* [ASSIGNMENT] Exclude the pictures and repeat all of the data exactly.

* [RECORDS SUPPLIED]
-=-=-

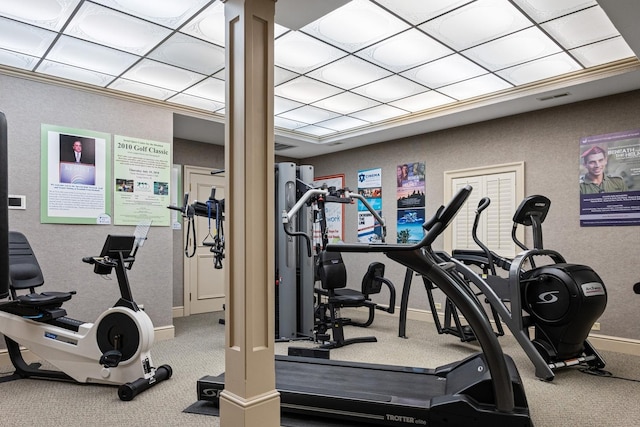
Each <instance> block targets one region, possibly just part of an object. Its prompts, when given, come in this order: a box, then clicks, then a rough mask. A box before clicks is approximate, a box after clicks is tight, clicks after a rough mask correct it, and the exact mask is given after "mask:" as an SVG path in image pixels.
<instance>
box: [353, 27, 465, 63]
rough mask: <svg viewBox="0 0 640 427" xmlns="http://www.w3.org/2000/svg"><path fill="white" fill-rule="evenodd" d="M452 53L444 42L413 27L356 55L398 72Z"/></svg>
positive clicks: (436, 58) (435, 59)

-=-=-

* [WRITTEN SOLUTION]
Each <instance> block targets one region, possibly just part of an object. Its prompts, when given, come in this order: a box, then clicks, then a rough mask. A box before clicks is approximate, a box after clicks is tight, clicks after a rough mask correct it, and the exact mask is given after "mask:" as an SVG path in image pixels.
<instance>
box: [353, 27, 465, 63]
rough mask: <svg viewBox="0 0 640 427" xmlns="http://www.w3.org/2000/svg"><path fill="white" fill-rule="evenodd" d="M452 53L444 42L413 27L356 55L398 72Z"/></svg>
positive clicks: (436, 58) (435, 59)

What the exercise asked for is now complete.